- [EXTRACT PROVIDED]:
Wright’s most famous works—Native Son and Black Boy—each deal with the effects of a historical event often called the Great Migration, in which million of African Americans left the oppressive political and social conditions of the South and moved northward, to cities like Chicago and Detroit, in the Midwest, and New York, Philadelphia, and Baltimore, on the East Coast. Although Bigger, the protagonist of Native Son, finds that Chicago lacks the overt racism of Mississippi (where Bigger claims to have family, and where Wright himself was born), Bigger also notices a good deal of subtler racism in the city: zones where only whites or blacks are expected to live; “charities” that serve, mostly, to maintain conditions for African Americans, rather than to help them to make money and live on equal terms with whites. Wright wrote during a time of renewed political agitation against discriminatory laws in the South and across the country—the major civil rights push of the first part of the 20th-century in the US—that resulted, in 1964, in the signing of the Civil Rights Act, and a great deal of federal involvement in the political affairs of the South (most notably regarding the right of African Americans to vote). The frustrations exhibited by Bigger and other characters in Wright’s fiction stem from the unresolved racial conflicts of 1930s and 1940s America.

Other Books Related to Native Son

Wright read a great deal of 19th- and 20th-century literature, in addition to moral and political philosophy, and his books are infused with the ideas of the great thinkers and fiction writers of those centuries. Native Son consists of a story—a crime and its punishment—not unrelated to Dostoevsky’s great 19th-century novel Crime and Punishment, which details the life of a down-and-out man named Raskolnikov, who, like Bigger, is consumed by anger, confusion, and a deep sadness about contemporary life. Wright’s works also reflect an interest in the ideas of “existentialism,” a complex philosophical tradition best exemplified in literature by the plays and texts of Jean-Paul Sartre, with whose ideas Wright was to become more familiar on Wright’s move to Paris after the Second World War. The social novels of the 19th century, including those of Emile Zola, in France, and of Charles Dickens, in England, also have a clear influence on Native Son and its focus on telling a story of difficult urban life in 1930s Chicago. Wright also wrote in a tradition of modern African-American literature to which he contributed greatly, especially after the explosion of literary activity occurring in Harlem in the early part of the 20th century, termed the “Harlem Renaissance.” Wright was not from New York City, and his work appeared after the major poems of (as one example) Langston Hughes, but Wright nevertheless carried on a tradition of social commentary that writers of the Harlem Renaissance established. The works of James Baldwin (Go Tell It On the Mountain; The Fire Next Time; Another Country) and of Ralph Ellison (Invisible Man) also derive, in part, from Wright’s work, if only in the way their work contrasts and opposes Wright's in both style and politics. Both Baldwin’s and Ellison’s writings are more lyrical, less blunt in their realism than Wright’s. But both Baldwin and Ellison considered Wright an important influence.

- [REQUIREMENT]: List every city that the text on Native Son names as a place African Americans moved to during the Great Migration.

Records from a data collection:
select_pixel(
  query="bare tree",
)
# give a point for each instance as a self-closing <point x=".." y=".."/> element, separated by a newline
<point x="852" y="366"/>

- [RESULT OF THE EXERCISE]: Chicago, Detroit, New York, Philadelphia, Baltimore